AIM —
Reproduce word for word the lines of the items below, from the line containing "Indicate the tern" through the line containing "[(240, 254), (340, 166)]", with both of those lines included.

-------- MATERIAL FOR THIS EXERCISE

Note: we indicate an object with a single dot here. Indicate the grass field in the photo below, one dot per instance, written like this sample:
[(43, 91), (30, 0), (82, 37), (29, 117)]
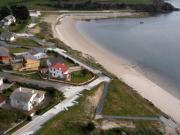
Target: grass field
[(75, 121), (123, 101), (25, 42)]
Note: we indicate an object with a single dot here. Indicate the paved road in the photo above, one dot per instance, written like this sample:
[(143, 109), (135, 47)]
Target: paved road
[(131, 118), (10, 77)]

----------------
-------- MATERIAL FOR THIS EXERCISE

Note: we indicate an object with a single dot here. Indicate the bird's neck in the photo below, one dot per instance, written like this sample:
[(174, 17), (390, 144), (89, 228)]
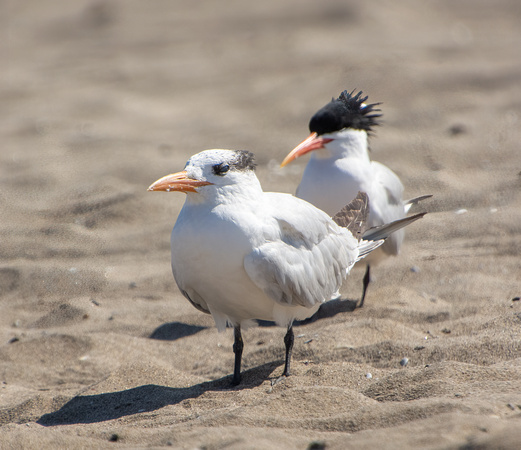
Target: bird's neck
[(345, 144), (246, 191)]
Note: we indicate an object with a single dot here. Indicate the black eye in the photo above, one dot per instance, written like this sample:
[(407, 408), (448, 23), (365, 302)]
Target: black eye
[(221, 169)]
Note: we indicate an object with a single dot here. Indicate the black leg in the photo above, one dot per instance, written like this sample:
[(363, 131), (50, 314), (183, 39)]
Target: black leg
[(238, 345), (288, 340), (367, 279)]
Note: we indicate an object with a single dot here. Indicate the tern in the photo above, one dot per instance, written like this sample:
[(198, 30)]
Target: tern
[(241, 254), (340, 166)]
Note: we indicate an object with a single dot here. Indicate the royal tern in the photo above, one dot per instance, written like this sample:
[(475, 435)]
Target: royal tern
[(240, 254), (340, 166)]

----------------

WRITTEN ANSWER —
Note: we indicate an object with a single dot here. Indicate the tern in the photo above, one dot per instance, written like this sample:
[(198, 30)]
Target: tern
[(241, 254), (340, 166)]
Note: we indicate an object with a single dot here. Indicate the royal tern in the photo above, one dot per instance, written like this sample:
[(475, 435)]
Target: royal tern
[(240, 254), (340, 166)]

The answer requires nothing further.